- **出題 A**:
下の一覧のうち、語「floor」を含む行をすべて返しなさい。

- **本文**:
───

当月の記事 "見ておくべき映画って何?"で触れた 座頭市の話。
私は70年代生まれだが、テレビ放映(1976-79年)の記憶は殆ど無い。但し、座頭市の概要は知っており、最も記憶に残る 1989年作品を見た時に「座頭市(勝氏と世界観)はホント凄いな」と圧倒された。そうして、2000年代のリメイクフォロー作品群(2003/2008/2010)を観るに際し、面白さの基準は 1989年作品が基であり、期待は「1989作品&勝新に迫る外伝またはリメイク」だ。リメイク初見時のそれぞれの感想は「物足りないが悪くない」だったが、今漸く1962年以降の劇場作品群を見始めて、リメイク群への評価が変わる。
もう何と云っても散々既出ネタだから、レビューブログを探してリメイクの駄目さを読み漁るのが楽しい。200文字30分程度のアフィリブログも読んだり、考察凄まじいレビューを探し出せた時は駄作への意見が二転三転する。そして私が、こうしてワザワザ駄文に起してウェブ公開する理由は、故・勝新太郎氏のオリジナル劇場シリーズが与えてくれる興奮に依るものだ、間違いない。
興奮して千数百文字ほど書いたが、どうやら纏め上げる気力とオツムが消え失せた続き。
後日、東映作品紹介文の強調部分を変更
興行失敗の2010年作品について、やっぱり言いたくなるw
酷評ばかりだ、もう不満を言いたくて我慢出来ない視聴者が大勢居る証拠だ。近年ここまで不評を買った駄作は無いほどの超駄作っぷりだ。酷評するに値しない超駄作であることを示す為に敢えて記事にしない人も居る。でも、私的に 2010年作品は時代劇として悪くないし、そこそこ面白いと思っている。

───

- **出題 B**:
上の本文全体を、一字一句変えずに繰り返しなさい。

───

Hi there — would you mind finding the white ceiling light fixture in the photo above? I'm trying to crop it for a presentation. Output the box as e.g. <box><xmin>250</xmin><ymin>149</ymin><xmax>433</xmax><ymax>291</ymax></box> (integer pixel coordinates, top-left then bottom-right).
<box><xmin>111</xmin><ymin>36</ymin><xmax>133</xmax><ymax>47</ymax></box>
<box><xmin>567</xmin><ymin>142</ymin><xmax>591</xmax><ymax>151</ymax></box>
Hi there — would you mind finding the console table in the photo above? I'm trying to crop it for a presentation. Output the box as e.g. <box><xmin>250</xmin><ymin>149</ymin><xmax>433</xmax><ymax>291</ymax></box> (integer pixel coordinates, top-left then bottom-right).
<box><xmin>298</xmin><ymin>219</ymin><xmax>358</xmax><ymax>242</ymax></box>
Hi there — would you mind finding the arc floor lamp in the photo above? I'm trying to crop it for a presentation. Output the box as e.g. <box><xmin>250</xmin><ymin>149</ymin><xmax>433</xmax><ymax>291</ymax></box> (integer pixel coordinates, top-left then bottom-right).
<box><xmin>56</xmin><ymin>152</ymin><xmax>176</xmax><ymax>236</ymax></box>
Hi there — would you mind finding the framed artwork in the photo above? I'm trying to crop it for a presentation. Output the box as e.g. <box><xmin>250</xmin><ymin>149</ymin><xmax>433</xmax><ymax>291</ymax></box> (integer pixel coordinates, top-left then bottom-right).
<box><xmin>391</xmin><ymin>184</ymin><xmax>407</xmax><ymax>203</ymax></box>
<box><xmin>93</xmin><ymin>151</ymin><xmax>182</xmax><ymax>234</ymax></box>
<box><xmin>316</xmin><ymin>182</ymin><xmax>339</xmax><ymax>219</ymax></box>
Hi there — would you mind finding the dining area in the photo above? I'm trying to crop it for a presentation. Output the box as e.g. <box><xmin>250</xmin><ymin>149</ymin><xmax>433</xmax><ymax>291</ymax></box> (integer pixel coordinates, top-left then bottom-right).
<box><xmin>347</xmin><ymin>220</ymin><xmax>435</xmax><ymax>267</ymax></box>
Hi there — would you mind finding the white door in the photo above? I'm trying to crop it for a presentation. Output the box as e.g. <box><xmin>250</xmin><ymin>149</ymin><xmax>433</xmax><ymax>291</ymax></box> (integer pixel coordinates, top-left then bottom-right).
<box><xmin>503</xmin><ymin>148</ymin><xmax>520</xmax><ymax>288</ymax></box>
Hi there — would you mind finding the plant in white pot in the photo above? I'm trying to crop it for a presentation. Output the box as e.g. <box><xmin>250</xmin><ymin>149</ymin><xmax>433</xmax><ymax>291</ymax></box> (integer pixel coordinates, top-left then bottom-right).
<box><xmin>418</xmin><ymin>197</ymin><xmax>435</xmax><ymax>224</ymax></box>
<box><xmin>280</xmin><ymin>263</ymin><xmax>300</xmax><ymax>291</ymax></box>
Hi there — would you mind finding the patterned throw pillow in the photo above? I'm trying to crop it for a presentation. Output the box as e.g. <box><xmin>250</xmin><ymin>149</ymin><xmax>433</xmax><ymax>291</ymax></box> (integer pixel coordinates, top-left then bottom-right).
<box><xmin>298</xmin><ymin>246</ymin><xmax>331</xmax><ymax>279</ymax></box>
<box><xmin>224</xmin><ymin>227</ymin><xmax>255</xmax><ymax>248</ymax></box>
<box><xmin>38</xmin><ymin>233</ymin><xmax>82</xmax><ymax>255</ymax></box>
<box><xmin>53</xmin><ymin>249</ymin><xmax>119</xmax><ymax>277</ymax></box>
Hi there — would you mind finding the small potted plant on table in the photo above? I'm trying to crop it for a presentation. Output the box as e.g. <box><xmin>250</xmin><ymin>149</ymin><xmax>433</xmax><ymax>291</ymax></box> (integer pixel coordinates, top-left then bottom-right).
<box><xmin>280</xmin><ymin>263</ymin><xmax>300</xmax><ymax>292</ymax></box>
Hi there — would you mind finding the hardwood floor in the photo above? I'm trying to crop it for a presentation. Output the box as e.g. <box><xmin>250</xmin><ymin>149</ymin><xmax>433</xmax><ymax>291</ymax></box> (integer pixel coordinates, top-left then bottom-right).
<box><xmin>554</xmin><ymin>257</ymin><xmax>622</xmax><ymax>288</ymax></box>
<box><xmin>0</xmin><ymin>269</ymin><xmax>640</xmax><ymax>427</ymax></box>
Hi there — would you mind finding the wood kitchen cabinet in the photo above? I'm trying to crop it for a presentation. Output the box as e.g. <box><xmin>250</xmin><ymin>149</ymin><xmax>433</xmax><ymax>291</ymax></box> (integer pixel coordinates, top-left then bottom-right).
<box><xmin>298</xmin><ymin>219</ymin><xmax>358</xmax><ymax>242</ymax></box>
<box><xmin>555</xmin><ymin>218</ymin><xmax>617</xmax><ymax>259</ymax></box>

───

- **最終結果 A**:
Hi there — would you mind finding the arc floor lamp in the photo above? I'm trying to crop it for a presentation. Output the box as e.g. <box><xmin>250</xmin><ymin>149</ymin><xmax>433</xmax><ymax>291</ymax></box> (integer pixel coordinates, top-left then bottom-right).
Hi there — would you mind finding the hardwood floor in the photo above? I'm trying to crop it for a presentation. Output the box as e.g. <box><xmin>250</xmin><ymin>149</ymin><xmax>433</xmax><ymax>291</ymax></box> (integer pixel coordinates, top-left then bottom-right).

- **最終結果 B**:
当月の記事 "見ておくべき映画って何?"で触れた 座頭市の話。
私は70年代生まれだが、テレビ放映(1976-79年)の記憶は殆ど無い。但し、座頭市の概要は知っており、最も記憶に残る 1989年作品を見た時に「座頭市(勝氏と世界観)はホント凄いな」と圧倒された。そうして、2000年代のリメイクフォロー作品群(2003/2008/2010)を観るに際し、面白さの基準は 1989年作品が基であり、期待は「1989作品&勝新に迫る外伝またはリメイク」だ。リメイク初見時のそれぞれの感想は「物足りないが悪くない」だったが、今漸く1962年以降の劇場作品群を見始めて、リメイク群への評価が変わる。
もう何と云っても散々既出ネタだから、レビューブログを探してリメイクの駄目さを読み漁るのが楽しい。200文字30分程度のアフィリブログも読んだり、考察凄まじいレビューを探し出せた時は駄作への意見が二転三転する。そして私が、こうしてワザワザ駄文に起してウェブ公開する理由は、故・勝新太郎氏のオリジナル劇場シリーズが与えてくれる興奮に依るものだ、間違いない。
興奮して千数百文字ほど書いたが、どうやら纏め上げる気力とオツムが消え失せた続き。
後日、東映作品紹介文の強調部分を変更
興行失敗の2010年作品について、やっぱり言いたくなるw
酷評ばかりだ、もう不満を言いたくて我慢出来ない視聴者が大勢居る証拠だ。近年ここまで不評を買った駄作は無いほどの超駄作っぷりだ。酷評するに値しない超駄作であることを示す為に敢えて記事にしない人も居る。でも、私的に 2010年作品は時代劇として悪くないし、そこそこ面白いと思っている。